— EXERCISE OBJECTIVE —
Rewrite the stretch of the material below from the line containing "[segment] overcast sky" through the line containing "Provide the mask of every instance of the overcast" as a numbered list, omitting any blank lines.
— START OF EXERCISE DATA —
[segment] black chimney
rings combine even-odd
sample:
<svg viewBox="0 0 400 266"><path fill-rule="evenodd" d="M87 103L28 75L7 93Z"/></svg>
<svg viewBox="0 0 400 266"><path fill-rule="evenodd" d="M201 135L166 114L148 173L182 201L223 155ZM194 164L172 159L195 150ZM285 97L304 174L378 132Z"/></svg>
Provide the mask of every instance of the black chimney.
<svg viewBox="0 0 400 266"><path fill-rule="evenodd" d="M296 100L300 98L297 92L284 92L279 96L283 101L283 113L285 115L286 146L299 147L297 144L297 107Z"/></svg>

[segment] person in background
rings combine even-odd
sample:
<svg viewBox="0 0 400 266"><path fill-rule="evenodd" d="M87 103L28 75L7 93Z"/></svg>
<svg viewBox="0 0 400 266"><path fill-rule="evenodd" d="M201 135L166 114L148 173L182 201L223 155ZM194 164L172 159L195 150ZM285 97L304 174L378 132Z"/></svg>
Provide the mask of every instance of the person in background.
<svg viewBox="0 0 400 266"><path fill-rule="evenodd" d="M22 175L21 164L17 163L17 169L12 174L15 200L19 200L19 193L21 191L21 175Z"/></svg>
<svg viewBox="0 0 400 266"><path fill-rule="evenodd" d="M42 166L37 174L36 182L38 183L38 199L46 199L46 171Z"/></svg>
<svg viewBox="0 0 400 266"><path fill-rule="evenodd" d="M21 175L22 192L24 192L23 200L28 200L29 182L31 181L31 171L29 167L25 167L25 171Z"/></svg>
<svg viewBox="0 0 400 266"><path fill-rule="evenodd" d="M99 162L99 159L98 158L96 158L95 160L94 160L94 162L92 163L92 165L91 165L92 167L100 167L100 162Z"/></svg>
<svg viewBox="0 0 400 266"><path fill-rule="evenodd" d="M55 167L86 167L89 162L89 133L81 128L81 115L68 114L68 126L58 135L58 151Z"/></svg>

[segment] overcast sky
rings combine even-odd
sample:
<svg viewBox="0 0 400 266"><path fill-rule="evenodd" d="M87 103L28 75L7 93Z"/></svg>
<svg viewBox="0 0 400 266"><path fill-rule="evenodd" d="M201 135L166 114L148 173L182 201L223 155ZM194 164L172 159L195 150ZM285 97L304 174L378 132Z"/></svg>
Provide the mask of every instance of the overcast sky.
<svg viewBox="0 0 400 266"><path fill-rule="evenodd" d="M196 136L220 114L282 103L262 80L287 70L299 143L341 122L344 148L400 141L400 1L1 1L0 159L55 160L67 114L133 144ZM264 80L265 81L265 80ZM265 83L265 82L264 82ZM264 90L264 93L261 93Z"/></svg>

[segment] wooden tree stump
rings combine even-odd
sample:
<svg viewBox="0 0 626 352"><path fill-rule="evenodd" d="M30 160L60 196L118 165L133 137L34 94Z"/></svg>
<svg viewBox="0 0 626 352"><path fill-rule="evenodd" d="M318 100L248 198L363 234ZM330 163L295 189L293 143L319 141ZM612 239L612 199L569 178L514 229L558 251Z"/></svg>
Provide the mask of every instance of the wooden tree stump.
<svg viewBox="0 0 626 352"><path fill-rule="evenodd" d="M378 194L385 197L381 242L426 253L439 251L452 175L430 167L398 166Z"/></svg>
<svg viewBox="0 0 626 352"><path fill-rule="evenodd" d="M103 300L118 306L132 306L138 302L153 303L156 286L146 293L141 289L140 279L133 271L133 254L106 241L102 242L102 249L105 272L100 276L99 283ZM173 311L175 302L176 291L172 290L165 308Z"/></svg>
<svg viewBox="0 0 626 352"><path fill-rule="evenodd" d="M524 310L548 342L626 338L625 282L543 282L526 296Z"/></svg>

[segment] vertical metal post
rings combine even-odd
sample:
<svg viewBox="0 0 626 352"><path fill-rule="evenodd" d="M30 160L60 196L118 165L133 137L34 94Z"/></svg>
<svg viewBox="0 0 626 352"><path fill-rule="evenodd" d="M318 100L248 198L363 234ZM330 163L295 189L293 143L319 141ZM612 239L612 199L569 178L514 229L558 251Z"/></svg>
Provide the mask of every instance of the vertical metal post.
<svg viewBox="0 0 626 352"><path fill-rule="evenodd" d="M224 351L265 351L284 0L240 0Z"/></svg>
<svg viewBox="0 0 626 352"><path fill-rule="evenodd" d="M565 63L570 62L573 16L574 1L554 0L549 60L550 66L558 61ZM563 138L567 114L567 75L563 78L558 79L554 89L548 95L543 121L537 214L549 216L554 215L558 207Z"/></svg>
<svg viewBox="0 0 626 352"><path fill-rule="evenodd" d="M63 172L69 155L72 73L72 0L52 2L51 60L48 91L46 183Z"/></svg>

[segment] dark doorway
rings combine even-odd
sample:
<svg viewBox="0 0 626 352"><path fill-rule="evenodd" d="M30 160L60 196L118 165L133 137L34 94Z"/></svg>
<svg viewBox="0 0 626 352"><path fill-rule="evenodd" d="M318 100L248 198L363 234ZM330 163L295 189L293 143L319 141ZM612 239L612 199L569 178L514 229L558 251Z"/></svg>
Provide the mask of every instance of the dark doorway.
— END OF EXERCISE DATA —
— START OF EXERCISE DATA —
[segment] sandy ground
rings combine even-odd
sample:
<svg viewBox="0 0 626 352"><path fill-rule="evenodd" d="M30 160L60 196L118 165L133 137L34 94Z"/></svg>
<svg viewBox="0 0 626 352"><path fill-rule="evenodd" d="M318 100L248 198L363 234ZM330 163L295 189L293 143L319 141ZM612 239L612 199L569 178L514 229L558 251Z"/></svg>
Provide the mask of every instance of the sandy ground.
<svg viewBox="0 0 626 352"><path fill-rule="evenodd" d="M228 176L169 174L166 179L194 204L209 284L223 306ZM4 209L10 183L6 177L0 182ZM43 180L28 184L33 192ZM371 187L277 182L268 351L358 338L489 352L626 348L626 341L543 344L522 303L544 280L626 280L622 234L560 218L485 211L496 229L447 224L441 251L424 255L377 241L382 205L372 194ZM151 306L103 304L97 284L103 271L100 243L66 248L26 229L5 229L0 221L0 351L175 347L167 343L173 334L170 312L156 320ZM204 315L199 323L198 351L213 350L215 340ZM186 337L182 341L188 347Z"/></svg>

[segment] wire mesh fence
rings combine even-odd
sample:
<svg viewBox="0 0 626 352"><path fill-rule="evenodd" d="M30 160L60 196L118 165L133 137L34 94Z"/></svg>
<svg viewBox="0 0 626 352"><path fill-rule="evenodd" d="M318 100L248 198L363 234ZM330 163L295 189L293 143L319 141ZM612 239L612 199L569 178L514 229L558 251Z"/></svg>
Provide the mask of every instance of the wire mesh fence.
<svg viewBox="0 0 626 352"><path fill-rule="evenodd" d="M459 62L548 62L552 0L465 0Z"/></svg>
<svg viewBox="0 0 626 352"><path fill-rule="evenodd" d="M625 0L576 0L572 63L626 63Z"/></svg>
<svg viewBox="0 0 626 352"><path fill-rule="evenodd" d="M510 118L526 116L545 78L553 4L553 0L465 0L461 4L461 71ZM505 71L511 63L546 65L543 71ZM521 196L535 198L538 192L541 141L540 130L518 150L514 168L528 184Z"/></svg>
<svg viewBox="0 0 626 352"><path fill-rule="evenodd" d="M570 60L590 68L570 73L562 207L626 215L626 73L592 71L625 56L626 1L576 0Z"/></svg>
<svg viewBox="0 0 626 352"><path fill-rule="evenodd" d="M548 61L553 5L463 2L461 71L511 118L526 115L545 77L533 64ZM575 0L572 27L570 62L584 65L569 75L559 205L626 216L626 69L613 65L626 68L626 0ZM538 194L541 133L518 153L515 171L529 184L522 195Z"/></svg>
— END OF EXERCISE DATA —
— START OF EXERCISE DATA —
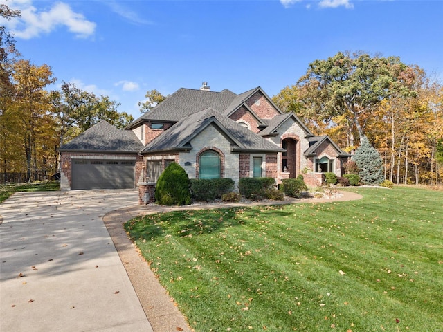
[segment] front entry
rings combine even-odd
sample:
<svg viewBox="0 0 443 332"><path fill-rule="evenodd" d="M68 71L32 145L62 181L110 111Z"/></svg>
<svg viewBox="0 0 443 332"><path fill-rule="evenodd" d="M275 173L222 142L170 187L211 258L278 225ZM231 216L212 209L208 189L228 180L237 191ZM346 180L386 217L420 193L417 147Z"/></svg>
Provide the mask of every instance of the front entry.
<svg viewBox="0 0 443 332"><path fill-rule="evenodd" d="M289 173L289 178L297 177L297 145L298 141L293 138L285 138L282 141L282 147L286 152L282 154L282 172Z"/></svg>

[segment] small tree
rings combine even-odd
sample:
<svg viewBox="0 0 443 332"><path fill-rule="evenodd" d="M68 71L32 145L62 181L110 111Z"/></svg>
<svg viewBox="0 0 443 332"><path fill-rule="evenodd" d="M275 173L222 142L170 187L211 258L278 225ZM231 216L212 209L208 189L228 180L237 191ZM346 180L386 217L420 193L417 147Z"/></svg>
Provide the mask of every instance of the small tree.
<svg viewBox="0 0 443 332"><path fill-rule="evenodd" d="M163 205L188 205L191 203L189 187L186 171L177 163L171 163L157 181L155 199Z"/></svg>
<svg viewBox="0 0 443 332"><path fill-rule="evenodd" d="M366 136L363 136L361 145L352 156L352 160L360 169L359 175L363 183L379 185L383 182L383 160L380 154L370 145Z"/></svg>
— END OF EXERCISE DATA —
— ANSWER —
1. [segment] overcast sky
2. rings combine even-odd
3. sample:
4. <svg viewBox="0 0 400 266"><path fill-rule="evenodd" d="M87 103L28 75L7 93Z"/></svg>
5. <svg viewBox="0 0 400 266"><path fill-rule="evenodd" d="M201 135L166 114L148 173L182 201L223 155ZM194 164L172 159L195 150ZM285 97L304 174L378 132Z"/></svg>
6. Provide the mask of every instance of the overcast sky.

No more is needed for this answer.